**CHALLENGE**
Translate this sentence from the blog entries below into French: "We see a lot of cabaret which makes us a bit jaded and somewhat fussy."

Tuesday, 31 May 2011

Swing for Skin this Saturday, Get in!


This Saturday I am going to this. Well what could be better? A forties do with all the attendant music and lovely dancing peeps, plus a raffle, plus it is on a BATTLESHIP, well the HMS Belfast to be precise. Finally it is being held for a worthy cause, to raise money into research and support on a difficult and challenging skin condition. I know some readers of this blog are tourists and some are Soho die hards but this night deserves your support. There may be tickets on the door but I'd get in and buy some here: Swing for Skin.


These ladies look glamourous, if only! I'm not sure what to wear and am torn between a simple 40's US rayon dress or something more dressy. The only definite will be the appearance of the evil victory rolls! mind you I am also wondering whether my 49/50 WRVS uniform will fit, as I don't have a WREN one:


But however I look the view will be wonderful, the Thames at night is always decorative but Tower Bridge always looks gorgeous: 


For the environment, the history, the music and entertainment this is a very good deal and for a good cause, I hope to see you there, if you spot me come up and say hello! Redlegs. x

Friday, 27 May 2011

Frisky and Mannish at Udderbelly.

Frisky and Mannish.
Off to the South Bank last night in the eye of a raging storm. We were off to see Frisky and Mannish at Udderbelly. We see a lot of cabaret which makes us a bit jaded and somewhat fussy.  I had heard good things about this pair and enjoyed the show. Frisky is the lady of the duo, curvy,schoomistressy and plummy she has a stonking voice. Her partner, Frisky, is slight, provides musical accompaniment and apt comment. There is no ‘straight’man, the couple are very much performers in tandem. The performance itself is high camp and barbs directed at the world of pop and delivered using the pairs comic timing, Frisky’s voice and some audience participation.

It helps to know your pop music but barbs were well delivered and the victims deserving. I am not a fan of Florence and the Machine and enjoyed the deconstruction of her ouvre immensely. Other highlights included a music hall version of the Pussycat Dolls and a performance encompassing all the ‘ages’ of Madonna. 

I liked the purple cow tent, inside it was an intimate space and all the seating was close to the performers.  Outside there is a mini-pleasure garden with small wooden pagodas, heated seating, a connect four game, table football and a bar. A much nicer place to wait for entry than queuing on the street or being shoehorned into a theatre bar. It was curious watching the performance with such a 'vanilla' crowd but they were really responsive, the suits were not lager louty and some seemed to be repeat viewers of the performers so it was fine.

Frisky and Mannish are on again at Udderbelly on the 7th June, 

Redlegs has a suggestion for a nice night out on the South Bank, especially sans thunderstorm:
Early dinner at Canteen under the Festival Hall.
Quick wander around the Festival of Britain display in the Festival Hall.
Quick drink in the Udderbelly  Garden.
Performance at Udderbelly.



http://www.underbelly.co.uk/webpages/southbank/

Thursday, 26 May 2011

I hate this photograph...

Very few can have failed to notice the Obama circus travelling through Europe. I’m not a fantastic Obama fan. Yes it is nice that someone with partial non-white ancestry was elected. It was nice that a woman became Prime Minister here, except that sadly it was Margaret Thatcher. I still feel that Hilary Clinton would have been more able, efficient and less glib. Still at least he is not a Republican.. Politics aside though a particular photograph has been annoying me to bits.

**PROVIDED DATA**
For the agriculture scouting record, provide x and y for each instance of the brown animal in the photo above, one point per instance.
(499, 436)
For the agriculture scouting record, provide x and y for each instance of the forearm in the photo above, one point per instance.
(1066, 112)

**SOLUTION FOR THIS TASK**
Nous voyons beaucoup de cabaret, ce qui nous rend un peu blasés et assez difficiles.